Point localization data
☆ ☆ ☆ ☆

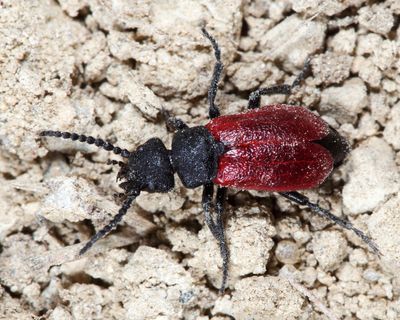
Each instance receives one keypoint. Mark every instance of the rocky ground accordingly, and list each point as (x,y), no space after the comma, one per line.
(106,68)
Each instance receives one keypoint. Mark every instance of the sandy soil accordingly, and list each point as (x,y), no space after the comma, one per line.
(106,68)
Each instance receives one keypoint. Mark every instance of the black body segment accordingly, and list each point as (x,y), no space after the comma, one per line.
(149,167)
(195,156)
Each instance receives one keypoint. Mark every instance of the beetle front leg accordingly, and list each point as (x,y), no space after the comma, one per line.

☆ ☆ ☆ ☆

Brief
Retype the whole of the data verbatim. Skip every picture.

Exercise result
Each instance receives one keypoint. Mark every instance of the rocky ground accordingly, and list each point as (x,y), no space after the comma, one per line.
(106,68)
Each instance receives one keypoint. Mark every instance of the sandy soil accordingly, and list each point as (x,y), no space after the comma, one per line.
(106,68)
Each instance receives one keypoint. Mark every instance of the black body segment accordingly, and list each point as (x,y), no space after the comma, one per line.
(149,167)
(195,156)
Each instance receives one keypoint. Mark every instance of the beetle front leg accordingly, and list each point as (x,y), no space after the comma, one per line.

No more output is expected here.